Fantasy Mystery Romance Comics Non-Fiction

Calypso, Corpses, and Cooking

Sunday, October 23, 2022

Calypso, Corpses, and Cooking (2022) Raquel V. Reyes (A Caribbean Kitchen Mystery)

I read Mango, Mambo, and Murder and Mia P. Manansala’s Arsenic and Adobo very close together, and have spent the past year confusing the two, because cozy mystery with food and a female lead are what I remembered.

To be clear, I liked Mia P. Manansala’s mysteries, but the love triangle is never going to be something I like.

Whereas Miriam Quiñones-Smith is married, and I love a series with a married couple working their lives out. So I was utterly delighted to see Raquel V. Reyes’s second book was finally coming out, and not only immediately bought it, I read it immediately.

The cassava I’d peeled and left to soak in the large cast aluminum pot was on the eye. “Oh. No, that’s not on. It’s just soaking.” I dumped the milky water into the sink and refilled it. I loved the root vegetable, but it took planning to prepare. It required a day— two was better— to leach the toxins from the tubers to make it safe to eat.

I’d recently finished A Is for Arsenic so poisons were on my mind and I was delighted to come across something I knew.

Miriam’s passive-aggressive-aggressive mother in law continues to meddle and be awful, but Miriam and Roberto are doing better, as he sees how terribly his mother treats Miriam and is trying to protect her more.

Plus, he’s sweet.

He held my purse in his lap, knowing I, like most Cuban women, had a superstition about putting my purse on the floor. Setting it on the floor was a sign of disrespect to your money. It would walk away, and you’d be poor.

I’ve never understood putting your purse on the floor, because the floor is DIRTY.

_Record excerpts:_

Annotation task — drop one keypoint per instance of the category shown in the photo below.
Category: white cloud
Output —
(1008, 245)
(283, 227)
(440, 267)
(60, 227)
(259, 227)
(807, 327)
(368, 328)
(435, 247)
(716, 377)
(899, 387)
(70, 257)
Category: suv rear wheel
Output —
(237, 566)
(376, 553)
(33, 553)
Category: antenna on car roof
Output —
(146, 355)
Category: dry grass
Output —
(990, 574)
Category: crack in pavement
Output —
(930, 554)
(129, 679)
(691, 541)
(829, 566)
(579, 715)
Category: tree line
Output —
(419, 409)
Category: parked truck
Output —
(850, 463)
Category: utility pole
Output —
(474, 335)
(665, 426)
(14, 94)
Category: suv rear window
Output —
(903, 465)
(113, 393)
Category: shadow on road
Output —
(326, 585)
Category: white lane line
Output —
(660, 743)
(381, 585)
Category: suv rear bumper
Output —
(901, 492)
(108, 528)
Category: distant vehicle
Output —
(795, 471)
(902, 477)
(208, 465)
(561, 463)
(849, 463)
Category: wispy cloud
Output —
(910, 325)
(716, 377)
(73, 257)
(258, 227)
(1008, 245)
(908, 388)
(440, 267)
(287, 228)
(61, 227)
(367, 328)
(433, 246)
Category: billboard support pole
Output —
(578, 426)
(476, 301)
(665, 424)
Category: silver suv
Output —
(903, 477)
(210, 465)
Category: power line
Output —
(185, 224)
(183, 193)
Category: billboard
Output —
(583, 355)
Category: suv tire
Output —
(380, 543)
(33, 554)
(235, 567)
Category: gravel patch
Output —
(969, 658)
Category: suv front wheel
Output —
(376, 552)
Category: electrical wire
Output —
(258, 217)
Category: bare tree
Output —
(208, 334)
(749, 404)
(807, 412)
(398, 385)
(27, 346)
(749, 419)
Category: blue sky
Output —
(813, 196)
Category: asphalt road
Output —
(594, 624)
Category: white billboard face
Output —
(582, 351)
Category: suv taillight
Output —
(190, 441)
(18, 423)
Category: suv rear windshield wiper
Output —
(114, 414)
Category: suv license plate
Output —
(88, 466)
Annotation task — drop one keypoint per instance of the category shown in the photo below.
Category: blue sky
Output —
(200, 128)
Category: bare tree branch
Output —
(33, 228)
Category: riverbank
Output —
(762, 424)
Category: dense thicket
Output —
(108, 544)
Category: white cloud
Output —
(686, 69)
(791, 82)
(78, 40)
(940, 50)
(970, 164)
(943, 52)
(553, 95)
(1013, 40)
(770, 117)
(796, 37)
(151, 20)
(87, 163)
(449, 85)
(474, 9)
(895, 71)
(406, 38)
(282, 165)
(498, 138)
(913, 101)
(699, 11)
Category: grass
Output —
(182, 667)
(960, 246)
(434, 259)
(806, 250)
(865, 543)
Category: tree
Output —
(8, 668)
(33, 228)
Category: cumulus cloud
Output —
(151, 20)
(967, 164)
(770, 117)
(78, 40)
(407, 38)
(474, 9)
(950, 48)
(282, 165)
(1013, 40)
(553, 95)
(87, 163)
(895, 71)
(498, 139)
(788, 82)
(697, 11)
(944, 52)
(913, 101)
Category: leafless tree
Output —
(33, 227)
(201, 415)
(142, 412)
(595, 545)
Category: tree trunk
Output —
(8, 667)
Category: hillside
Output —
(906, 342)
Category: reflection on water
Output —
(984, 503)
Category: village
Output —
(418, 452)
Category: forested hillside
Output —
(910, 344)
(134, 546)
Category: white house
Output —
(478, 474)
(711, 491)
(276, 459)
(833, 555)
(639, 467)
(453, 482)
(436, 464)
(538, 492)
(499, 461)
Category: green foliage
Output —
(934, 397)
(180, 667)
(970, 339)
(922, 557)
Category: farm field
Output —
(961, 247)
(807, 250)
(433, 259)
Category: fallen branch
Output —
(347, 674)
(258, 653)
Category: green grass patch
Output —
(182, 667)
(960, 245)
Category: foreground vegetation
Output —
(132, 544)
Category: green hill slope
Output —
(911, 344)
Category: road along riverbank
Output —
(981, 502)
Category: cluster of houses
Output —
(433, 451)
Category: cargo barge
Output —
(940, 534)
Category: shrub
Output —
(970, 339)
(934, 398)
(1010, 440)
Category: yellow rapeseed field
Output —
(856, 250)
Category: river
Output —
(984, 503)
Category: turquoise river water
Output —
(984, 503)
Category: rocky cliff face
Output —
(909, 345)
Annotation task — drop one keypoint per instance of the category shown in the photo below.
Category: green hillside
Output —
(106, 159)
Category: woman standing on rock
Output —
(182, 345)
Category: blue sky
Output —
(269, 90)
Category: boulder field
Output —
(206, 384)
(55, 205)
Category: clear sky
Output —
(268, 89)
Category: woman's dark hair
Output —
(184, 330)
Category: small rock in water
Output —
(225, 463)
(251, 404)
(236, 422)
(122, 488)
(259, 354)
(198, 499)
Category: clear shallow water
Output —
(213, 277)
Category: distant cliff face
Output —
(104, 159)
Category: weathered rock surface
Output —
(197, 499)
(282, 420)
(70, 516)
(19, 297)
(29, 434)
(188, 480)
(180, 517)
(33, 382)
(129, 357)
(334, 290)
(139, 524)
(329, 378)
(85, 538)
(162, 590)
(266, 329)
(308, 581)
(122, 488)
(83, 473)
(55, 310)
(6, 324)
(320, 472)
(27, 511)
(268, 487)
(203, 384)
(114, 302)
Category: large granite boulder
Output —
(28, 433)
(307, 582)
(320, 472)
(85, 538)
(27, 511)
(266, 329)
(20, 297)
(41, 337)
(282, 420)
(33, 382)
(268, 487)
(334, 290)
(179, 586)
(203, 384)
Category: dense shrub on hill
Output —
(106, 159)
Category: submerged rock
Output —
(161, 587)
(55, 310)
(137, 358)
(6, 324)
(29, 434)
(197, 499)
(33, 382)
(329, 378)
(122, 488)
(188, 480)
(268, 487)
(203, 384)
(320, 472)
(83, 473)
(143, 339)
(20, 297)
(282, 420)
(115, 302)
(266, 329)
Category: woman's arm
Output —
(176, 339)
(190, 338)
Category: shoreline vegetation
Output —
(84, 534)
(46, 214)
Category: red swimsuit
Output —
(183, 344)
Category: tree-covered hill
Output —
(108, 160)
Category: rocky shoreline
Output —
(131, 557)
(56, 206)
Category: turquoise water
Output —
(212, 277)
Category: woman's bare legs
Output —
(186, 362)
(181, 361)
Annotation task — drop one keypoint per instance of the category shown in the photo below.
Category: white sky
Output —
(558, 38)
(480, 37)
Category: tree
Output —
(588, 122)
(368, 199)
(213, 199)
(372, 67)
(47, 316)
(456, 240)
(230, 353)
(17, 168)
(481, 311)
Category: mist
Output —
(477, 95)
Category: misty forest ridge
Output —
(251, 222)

_Assignment A:_
In the book review above, why does Roberto hold Miriam's purse in his lap? Answer in one to three sentences.
_Assignment B:_
Rewrite the part of the book review that begins with the words "Whereas Miriam Quiñones-Smith" and stops after "safe to eat.", replacing "cast aluminum" with "cast iron".
_Assignment C:_
According to the book review, which series does Calypso, Corpses, and Cooking belong to?

_Problem solution A:_
Like most Cuban women, Miriam has a superstition about putting her purse on the floor. Setting it there is a sign of disrespect to your money: it would walk away, and you'd be poor.

_Problem solution B:_
Whereas Miriam Quiñones-Smith is married, and I love a series with a married couple working their lives out. So I was utterly delighted to see Raquel V. Reyes’s second book was finally coming out, and not only immediately bought it, I read it immediately.

The cassava I’d peeled and left to soak in the large cast iron pot was on the eye. “Oh. No, that’s not on. It’s just soaking.” I dumped the milky water into the sink and refilled it. I loved the root vegetable, but it took planning to prepare. It required a day— two was better— to leach the toxins from the tubers to make it safe to eat.

_Problem solution C:_
A Caribbean Kitchen Mystery.